Once you have read the records below, restate them word for word.

»»

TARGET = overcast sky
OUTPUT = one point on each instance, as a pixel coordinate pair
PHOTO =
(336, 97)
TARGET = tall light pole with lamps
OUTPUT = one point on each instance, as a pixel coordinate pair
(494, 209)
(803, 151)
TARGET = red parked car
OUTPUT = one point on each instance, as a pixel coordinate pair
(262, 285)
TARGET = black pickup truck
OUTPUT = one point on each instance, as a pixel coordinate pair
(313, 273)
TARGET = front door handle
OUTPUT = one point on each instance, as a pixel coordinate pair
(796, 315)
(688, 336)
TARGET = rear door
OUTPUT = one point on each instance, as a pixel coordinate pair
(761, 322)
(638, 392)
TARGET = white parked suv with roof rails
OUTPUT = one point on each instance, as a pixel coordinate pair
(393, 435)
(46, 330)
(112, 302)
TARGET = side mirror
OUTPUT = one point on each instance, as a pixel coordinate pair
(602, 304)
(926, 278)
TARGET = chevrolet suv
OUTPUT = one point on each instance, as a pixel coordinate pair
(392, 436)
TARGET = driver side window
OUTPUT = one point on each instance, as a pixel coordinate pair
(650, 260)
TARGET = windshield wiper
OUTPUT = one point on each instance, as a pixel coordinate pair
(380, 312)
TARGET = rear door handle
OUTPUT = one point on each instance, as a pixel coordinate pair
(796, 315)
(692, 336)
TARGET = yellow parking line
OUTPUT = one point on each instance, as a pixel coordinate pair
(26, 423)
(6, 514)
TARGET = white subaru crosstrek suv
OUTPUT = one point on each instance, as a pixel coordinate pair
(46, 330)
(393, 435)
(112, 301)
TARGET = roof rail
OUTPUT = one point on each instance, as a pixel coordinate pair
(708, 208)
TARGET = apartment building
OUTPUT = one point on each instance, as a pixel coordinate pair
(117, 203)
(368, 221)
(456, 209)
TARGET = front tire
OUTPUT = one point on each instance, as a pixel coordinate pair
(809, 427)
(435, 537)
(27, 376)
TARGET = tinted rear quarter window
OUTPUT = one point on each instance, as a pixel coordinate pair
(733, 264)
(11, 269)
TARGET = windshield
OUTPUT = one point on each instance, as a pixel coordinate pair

««

TASK ANSWER
TARGET = overcast sky
OUTPUT = one point on each instance, as a pixel coordinate pair
PHOTO =
(336, 97)
TARGET = tall light pole with lamps
OUTPUT = one point on each instance, as a pixel coordinate pair
(494, 209)
(803, 151)
TARGET = red parked car
OUTPUT = one point on each instance, as a pixel coordinate pair
(262, 285)
TARGET = black pickup truck
OUTPUT = one point on each instance, as a pixel coordinate pair
(313, 273)
TARGET = front door handle
OUTPUT = one point on each instance, as a pixel coordinate pair
(796, 315)
(688, 336)
TARGET = rear door
OUTPUT = one point on each instance, as a pixel coordinate pair
(761, 322)
(638, 392)
TARGET = white parked suv with roof rails
OUTPUT = one point on each instance, as a pixel coordinate pair
(393, 435)
(46, 330)
(112, 302)
TARGET = side mirror
OUTPUT = one point on each instance, as a pixel coordinate pair
(602, 304)
(926, 278)
TARGET = chevrolet suv
OUTPUT = one point on each instance, as a pixel coordinate pair
(392, 436)
TARGET = driver side window
OUTPUT = one point on each instance, as a pixel coordinate pair
(650, 260)
TARGET = windshield wiper
OUTPUT = one point on each instance, as a pixel coordinate pair
(380, 312)
TARGET = rear door handle
OUTPUT = one point on each instance, as a pixel coordinate pair
(796, 315)
(692, 336)
TARGET = yellow parking line
OUTPUT = one point on each instance, as a pixel coordinate pair
(26, 423)
(6, 514)
TARGET = white subaru crosstrek suv
OUTPUT = one point on each instance, as a pixel coordinate pair
(46, 330)
(393, 435)
(112, 301)
TARGET = roof rail
OUTPUT = one point on each instance, as a pixel coordinate pair
(708, 208)
TARGET = apartment building
OUTPUT = one point on each instance, as a pixel coordinate pair
(117, 203)
(368, 221)
(456, 209)
TARGET = front tire
OUTPUT = one point on each instance, as a pixel coordinate pair
(809, 427)
(435, 537)
(27, 376)
TARGET = tinted rear quarter window
OUTPUT = one point on each instance, as a pixel coordinate pair
(733, 264)
(11, 269)
TARGET = windshield
OUTPUT = one point on each instance, as a pixel coordinate pair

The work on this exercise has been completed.